▶ [Work instructions]
Repeat all of the material below exactly as written, images excluded.

▶ [Given records]
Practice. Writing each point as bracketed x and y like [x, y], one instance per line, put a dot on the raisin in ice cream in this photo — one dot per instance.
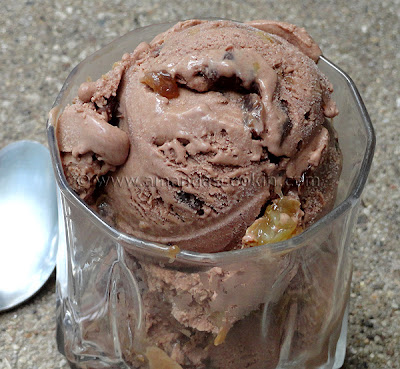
[190, 136]
[215, 136]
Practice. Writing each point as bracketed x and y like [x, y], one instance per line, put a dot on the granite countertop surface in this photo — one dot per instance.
[42, 40]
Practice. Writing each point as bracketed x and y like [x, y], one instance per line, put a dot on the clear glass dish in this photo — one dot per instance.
[127, 303]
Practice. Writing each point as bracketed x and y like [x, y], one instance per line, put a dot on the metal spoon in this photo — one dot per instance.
[28, 221]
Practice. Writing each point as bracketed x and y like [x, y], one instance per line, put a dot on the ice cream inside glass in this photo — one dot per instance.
[209, 183]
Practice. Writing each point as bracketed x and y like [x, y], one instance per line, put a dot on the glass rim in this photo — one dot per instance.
[222, 257]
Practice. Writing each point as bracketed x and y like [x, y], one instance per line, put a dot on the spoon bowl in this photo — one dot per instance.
[28, 221]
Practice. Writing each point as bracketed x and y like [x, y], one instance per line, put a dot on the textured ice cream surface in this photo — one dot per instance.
[219, 118]
[211, 129]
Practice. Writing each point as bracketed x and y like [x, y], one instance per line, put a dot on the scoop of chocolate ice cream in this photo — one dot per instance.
[219, 115]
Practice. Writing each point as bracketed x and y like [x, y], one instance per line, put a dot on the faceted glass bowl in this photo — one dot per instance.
[123, 302]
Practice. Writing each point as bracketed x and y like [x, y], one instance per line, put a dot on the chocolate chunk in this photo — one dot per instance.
[286, 128]
[162, 83]
[191, 200]
[253, 111]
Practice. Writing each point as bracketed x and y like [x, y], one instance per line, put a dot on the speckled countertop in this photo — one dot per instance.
[42, 40]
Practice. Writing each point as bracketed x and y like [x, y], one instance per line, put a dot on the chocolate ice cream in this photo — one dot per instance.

▶ [Answer in full]
Practice. Writing each point as bracketed x and y like [x, y], one instance per line, put a dot on the raisin in ice cream in this photo — one dot per instance.
[190, 136]
[215, 136]
Practice. Writing each point as bracketed x and y like [x, y], one instance per line, put a dot on the granite countertop surface in this photo — one dot per instance.
[42, 40]
Practice. Writing each point as bracketed x and y like [x, y], one instance per line, put a dot on the clear glass dish in this photo — one dot per instance.
[127, 303]
Practice. Writing each point as bracketed x and y like [x, y], one instance per line, put a dot on the metal spoon in this photo — one dot per instance.
[28, 221]
Practice. Writing each point as bracketed x and y like [x, y], one instance per line, put a dot on the ice cream inside glass in this photo — one dot per instance.
[209, 183]
Practice. Writing each point as bracketed x and y like [x, y], one instance per line, put a dot on the glass rim in this photo — one dot per instance.
[222, 257]
Practice. Writing each point as bracketed x and y like [x, y], one instance per line, put a dot on the spoon bowl in this photo — one dot per instance.
[28, 221]
Practice. Writing each point as bracketed x and y like [x, y], one instance per line, put a dot on the textured ice cream surface in this photo — one dot per instance.
[219, 118]
[211, 129]
Practice. Writing each point as bracketed x and y like [x, y], one instance per line, put a dot on the scoop of chocolate ice cream in this photo — one dot per instance.
[219, 115]
Practice. Writing each point as bracketed x and y like [x, y], one instance per line, put a dot on the faceted glass bowl in this photo — one dot per instance.
[123, 302]
Practice. Writing each point as bracketed x and y like [x, y], one instance per line, put a dot on the chocolate chunk in this photo — one dot per instance.
[286, 128]
[162, 83]
[191, 200]
[253, 111]
Practice. Writing each point as bracketed x and y like [x, y], one instance per line, put a dot on the speckled countertop in this photo — one dot per instance.
[42, 40]
Practice. Writing each point as bracketed x and y like [x, y], one instance per line, put a dot on the chocolate ice cream in this photo — one dot per instance.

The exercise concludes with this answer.